### Text segment
---+---
Mapping Technology Trends to Enterprise Product Innovation

Scope: Focusses on enterprise platform software: Big Data, Cloud platforms, software-defined, micro-services, DevOps.
Why: We are living in an era of continuous change, and a low barrier to entry. Net result: Lot of noise!
What: Sharing my expertise gained over nearly two decades in the skill of extracting the signal from the noise! More precisely, identifying shifts in ground realities before they become cited trends and pain-points.
How: NOT based on reading tea leaves! Instead synthesizing technical and business understanding of the domain at 500 ft. 5000 ft., and 50K ft.

(Disclaimer: Personal views not representing my employer)

Monday, December 19, 2011

Solid State Storage: Multiple dimensions of innovation


Solid State Devices (SSDs) are being rapidly adopted as a new tier of storage with 1/4th-1/10th the cost of a DRAM, and 50-100X better performance that HDDs. The technology landscape  is undergoing a rapid transformation leading to reducing $/GB and $/IOPS. NAND-based Multi-Level Cells (MLC) are being increasingly used instead of Single Level Cells (SLCs) – MLCs have lower costs but reduced performance and life endurance. Storage vendors are compensating the reduced performance and reliability by implementing algorithms and ASICs for better wear-leveling, RAID techniques, T10 DIF/DIX support for data integrity.
---+---
### What this exercise asks
1. Please copy the stretch of the blog post from "Mapping Technology Trends" through "software-defined, micro-services, DevOps." word for word.
2. Answer these questions about the blog post:
(a) On what date was the entry on solid state storage posted?
(b) Over roughly how long was the expertise described in the "What" section gained?
(c) Compared with Single Level Cells, what do Multi-Level Cells have?

### Data extract
---+---
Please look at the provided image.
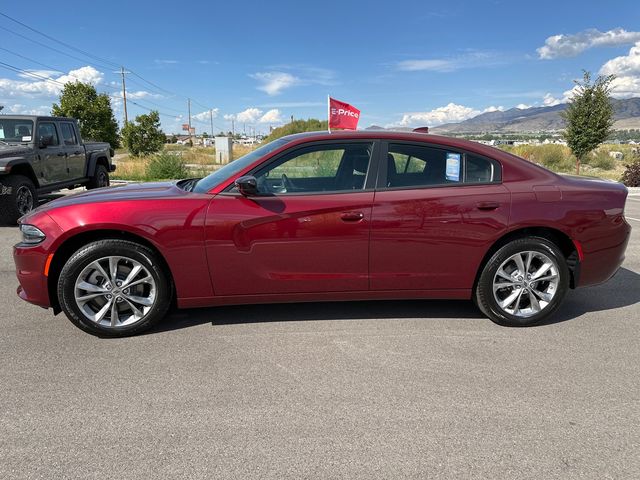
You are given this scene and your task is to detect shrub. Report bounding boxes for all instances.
---+---
### Numbered responses
1.
Mapping Technology Trends to Enterprise Product Innovation

Scope: Focusses on enterprise platform software: Big Data, Cloud platforms, software-defined, micro-services, DevOps.

2.
(a) Monday, December 19, 2011
(b) Nearly two decades
(c) Lower costs but reduced performance and life endurance